SOURCE EXCERPT:
- - -

In response to Hill’s motion, the IRS submitted that the Tax
Court lacked jurisdiction to redetermine the interest owed to Hill.
It pointed out that: (1) I.R.C. § 7481(c)(2)(B) gives the Tax Court
jurisdiction over a motion to redetermine interest when the Tax
Court “finds under section 6521(b) that the taxpayer has made an
overpayment,” but (2) Judge Gustafson’s stipulated decision did
not find that Hill made an overpayment of tax. The IRS asserted
that, even if the Tax Court had jurisdiction over Hill’s motion, Hill
was owed only $218,121.22 in interest, using the interest rate for
deposits.
With its response, the IRS submitted an “Activity
Summary,” which listed (1) $6,790,000 as an “Advance Payment of
Determined Deficiency”; (2) $3,473,750 as a “Refund of
Overpayment”; and (3) $218,121.22 as “Overpayment Interest.”

- - -

Records from a dataset:
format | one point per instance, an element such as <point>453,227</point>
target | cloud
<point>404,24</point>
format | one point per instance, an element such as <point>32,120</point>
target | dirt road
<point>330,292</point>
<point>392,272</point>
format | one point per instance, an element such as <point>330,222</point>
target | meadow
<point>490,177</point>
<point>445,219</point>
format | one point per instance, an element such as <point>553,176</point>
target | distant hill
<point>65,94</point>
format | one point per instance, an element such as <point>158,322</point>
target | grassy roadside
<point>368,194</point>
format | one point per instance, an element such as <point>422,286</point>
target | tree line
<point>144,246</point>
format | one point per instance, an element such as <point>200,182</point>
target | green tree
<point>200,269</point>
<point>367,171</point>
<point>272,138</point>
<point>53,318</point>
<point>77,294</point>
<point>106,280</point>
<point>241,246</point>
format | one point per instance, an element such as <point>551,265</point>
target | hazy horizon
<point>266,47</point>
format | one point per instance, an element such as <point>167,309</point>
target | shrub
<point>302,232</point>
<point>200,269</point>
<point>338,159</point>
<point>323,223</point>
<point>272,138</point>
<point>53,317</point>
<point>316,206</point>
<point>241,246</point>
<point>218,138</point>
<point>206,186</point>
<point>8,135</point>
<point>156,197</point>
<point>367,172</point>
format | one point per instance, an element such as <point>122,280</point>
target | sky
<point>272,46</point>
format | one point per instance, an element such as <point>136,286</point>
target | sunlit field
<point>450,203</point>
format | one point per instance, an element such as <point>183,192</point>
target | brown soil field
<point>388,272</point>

- - -

DIRECTION:
For each statement, say yes or no as to whether it agrees with the excerpt on Hill's interest dispute, and quote the exact words from the excerpt that decide it.
1. The IRS argued that the Tax Court lacked jurisdiction to redetermine the interest owed to Hill.
2. Judge Gustafson's stipulated decision found that Hill made an overpayment of tax.
3. The IRS's summary listed $3,473,750 as "Overpayment Interest."
The material above stands apart from the excerpt on Hill's interest dispute.

FULL RESPONSE:
1. Yes: "the IRS submitted that the Tax Court lacked jurisdiction to redetermine the interest owed to Hill."
2. No: "Judge Gustafson’s stipulated decision did not find that Hill made an overpayment of tax."
3. No: "$3,473,750 as a “Refund of Overpayment”"